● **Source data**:
━━━━━━━━━━━━━━━━━━━━━━━━━━━━━━

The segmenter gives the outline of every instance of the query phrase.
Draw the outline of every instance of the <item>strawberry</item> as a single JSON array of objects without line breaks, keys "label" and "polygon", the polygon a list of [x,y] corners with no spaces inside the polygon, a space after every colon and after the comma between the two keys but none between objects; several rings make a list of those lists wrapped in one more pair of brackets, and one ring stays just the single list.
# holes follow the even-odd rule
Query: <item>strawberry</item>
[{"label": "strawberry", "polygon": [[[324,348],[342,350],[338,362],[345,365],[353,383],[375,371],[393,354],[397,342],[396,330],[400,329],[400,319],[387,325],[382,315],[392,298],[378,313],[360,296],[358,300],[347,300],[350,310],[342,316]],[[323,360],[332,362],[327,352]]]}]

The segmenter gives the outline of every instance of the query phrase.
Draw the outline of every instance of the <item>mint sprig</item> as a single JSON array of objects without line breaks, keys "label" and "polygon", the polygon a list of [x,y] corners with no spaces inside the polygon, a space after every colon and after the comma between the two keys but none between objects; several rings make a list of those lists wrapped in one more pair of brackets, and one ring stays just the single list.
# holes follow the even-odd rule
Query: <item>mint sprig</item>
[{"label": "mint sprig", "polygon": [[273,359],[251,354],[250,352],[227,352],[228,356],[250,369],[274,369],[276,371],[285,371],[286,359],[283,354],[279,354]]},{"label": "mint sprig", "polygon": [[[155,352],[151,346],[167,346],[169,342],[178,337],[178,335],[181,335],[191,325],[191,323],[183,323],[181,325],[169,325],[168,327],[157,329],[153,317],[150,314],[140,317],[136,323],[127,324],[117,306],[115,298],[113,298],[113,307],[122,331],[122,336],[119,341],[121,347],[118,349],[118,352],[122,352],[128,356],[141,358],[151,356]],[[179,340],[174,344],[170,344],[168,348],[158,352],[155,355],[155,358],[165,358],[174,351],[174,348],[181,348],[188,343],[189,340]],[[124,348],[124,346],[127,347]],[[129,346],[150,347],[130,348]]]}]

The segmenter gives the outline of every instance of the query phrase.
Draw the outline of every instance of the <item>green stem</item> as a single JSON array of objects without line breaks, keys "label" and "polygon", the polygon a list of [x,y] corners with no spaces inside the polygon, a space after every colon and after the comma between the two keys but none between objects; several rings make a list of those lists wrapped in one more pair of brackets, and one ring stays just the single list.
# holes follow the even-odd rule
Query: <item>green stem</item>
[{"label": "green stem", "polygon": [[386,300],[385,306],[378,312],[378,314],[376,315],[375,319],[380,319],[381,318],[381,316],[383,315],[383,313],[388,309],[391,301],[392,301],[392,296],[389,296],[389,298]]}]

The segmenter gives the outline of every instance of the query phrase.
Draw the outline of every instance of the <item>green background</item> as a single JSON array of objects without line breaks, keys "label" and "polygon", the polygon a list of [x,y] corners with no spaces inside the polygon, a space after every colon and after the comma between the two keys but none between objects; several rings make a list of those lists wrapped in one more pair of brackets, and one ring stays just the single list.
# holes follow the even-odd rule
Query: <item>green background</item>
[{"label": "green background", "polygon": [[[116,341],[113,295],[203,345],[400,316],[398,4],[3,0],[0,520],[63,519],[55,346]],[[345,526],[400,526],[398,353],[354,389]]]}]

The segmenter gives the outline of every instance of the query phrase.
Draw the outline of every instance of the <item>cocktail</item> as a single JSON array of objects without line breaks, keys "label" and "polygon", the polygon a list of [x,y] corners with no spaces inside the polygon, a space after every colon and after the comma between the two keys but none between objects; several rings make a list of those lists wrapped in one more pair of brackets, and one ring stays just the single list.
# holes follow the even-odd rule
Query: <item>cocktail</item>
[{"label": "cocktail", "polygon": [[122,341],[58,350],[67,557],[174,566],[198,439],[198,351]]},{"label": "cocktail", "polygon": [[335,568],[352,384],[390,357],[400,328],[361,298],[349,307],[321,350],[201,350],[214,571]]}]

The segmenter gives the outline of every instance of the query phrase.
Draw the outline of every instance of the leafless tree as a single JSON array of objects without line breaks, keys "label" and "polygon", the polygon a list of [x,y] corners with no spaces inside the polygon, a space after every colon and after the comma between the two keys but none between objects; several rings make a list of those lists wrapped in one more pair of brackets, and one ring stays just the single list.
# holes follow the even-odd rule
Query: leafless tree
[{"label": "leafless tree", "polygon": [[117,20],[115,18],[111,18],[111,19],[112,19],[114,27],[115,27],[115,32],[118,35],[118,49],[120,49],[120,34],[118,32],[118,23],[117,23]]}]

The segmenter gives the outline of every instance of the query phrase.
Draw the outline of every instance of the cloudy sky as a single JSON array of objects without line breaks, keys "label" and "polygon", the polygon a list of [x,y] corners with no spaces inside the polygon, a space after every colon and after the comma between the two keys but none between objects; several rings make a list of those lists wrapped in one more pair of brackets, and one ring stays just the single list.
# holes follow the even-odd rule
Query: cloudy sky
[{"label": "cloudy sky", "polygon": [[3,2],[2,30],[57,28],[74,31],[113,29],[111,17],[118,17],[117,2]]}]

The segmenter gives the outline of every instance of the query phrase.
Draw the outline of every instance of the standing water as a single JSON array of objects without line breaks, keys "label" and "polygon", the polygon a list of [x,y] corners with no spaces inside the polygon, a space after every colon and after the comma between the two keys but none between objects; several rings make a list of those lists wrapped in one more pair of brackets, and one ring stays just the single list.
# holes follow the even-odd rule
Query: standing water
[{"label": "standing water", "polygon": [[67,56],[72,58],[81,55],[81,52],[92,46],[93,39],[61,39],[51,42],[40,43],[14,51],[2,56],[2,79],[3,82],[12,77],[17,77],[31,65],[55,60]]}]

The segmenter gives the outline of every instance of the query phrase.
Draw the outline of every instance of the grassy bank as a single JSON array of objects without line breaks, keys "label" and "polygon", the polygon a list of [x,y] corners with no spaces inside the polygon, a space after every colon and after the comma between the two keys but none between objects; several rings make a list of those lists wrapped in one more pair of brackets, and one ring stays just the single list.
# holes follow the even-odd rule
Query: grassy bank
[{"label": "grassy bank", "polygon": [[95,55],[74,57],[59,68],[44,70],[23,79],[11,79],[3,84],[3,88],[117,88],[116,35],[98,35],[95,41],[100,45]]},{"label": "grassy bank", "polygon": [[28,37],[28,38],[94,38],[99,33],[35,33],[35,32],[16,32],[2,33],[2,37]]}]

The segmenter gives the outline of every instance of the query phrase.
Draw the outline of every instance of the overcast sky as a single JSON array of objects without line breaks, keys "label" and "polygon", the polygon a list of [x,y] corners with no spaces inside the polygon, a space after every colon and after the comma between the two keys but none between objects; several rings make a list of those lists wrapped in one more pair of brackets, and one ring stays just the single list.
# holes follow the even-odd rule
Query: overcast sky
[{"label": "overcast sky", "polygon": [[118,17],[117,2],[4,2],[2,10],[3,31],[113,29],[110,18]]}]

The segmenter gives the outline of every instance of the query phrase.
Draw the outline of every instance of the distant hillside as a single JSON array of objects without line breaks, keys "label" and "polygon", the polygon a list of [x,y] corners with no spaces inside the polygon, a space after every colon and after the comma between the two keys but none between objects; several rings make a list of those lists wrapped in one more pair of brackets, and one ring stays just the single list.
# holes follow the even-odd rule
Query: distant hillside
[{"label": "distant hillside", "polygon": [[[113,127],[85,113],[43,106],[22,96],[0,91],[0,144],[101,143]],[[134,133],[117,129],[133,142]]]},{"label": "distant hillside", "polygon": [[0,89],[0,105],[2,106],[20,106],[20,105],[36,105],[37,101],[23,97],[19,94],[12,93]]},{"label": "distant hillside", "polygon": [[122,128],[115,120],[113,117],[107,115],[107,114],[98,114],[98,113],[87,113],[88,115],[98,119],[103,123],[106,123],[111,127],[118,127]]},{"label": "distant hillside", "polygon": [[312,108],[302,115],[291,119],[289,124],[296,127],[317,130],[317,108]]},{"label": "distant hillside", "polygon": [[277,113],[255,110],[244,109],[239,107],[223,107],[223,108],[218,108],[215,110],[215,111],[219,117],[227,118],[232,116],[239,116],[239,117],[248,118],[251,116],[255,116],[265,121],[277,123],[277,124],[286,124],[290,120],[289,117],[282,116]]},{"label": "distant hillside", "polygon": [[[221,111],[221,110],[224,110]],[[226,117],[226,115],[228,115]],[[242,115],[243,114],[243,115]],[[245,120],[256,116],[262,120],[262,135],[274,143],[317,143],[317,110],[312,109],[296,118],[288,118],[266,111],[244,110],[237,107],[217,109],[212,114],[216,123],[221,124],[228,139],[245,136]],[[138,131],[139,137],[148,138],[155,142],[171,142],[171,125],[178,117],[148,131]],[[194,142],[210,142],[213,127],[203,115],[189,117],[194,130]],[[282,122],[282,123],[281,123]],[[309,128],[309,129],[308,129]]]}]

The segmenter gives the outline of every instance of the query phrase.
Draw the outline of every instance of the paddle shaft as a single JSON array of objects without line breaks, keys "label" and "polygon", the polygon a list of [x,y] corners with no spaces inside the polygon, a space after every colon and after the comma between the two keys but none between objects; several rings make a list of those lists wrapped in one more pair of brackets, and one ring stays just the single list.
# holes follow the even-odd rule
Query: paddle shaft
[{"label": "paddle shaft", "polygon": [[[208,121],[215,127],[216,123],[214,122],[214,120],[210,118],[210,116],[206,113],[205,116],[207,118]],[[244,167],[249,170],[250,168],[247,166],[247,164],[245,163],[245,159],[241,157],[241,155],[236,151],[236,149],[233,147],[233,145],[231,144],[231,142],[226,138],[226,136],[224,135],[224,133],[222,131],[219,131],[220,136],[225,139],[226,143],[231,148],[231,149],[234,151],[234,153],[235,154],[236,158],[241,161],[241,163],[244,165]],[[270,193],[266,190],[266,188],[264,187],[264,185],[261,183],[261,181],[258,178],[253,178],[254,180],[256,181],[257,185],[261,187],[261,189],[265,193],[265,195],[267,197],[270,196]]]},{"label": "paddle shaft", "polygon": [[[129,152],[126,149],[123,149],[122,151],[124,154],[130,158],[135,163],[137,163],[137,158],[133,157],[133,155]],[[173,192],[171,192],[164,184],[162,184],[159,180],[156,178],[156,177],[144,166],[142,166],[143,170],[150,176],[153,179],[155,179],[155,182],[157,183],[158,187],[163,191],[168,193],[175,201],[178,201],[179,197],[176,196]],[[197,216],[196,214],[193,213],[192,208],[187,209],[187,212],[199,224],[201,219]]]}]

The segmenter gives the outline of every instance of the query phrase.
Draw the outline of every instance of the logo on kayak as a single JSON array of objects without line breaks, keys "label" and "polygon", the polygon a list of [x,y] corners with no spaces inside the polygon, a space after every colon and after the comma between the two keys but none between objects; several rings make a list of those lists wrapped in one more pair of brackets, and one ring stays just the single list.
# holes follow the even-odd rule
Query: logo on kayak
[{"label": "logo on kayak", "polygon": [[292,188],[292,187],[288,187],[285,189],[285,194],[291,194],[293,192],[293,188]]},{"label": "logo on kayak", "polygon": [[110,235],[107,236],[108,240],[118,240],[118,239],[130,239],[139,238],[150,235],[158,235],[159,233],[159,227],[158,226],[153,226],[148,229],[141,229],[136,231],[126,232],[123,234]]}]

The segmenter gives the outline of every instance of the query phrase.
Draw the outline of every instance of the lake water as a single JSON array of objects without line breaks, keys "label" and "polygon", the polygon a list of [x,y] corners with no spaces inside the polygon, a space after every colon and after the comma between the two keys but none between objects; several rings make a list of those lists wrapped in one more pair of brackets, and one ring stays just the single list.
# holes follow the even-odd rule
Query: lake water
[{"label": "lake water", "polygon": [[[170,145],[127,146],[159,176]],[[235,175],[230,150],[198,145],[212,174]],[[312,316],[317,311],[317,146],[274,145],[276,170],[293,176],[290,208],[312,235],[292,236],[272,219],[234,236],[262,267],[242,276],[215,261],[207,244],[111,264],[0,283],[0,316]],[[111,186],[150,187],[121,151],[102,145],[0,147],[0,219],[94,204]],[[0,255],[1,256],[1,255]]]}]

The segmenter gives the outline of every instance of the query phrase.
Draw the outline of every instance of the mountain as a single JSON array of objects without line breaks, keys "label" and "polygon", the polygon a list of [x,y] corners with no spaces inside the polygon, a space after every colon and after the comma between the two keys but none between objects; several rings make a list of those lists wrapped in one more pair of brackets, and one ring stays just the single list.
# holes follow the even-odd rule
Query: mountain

━━━━━━━━━━━━━━━━━━━━━━━━━━━━━━

Report how many lines of the data contain the string "tree", with letter case taken into account. Give only the number.

● **WRITTEN ANSWER**: 3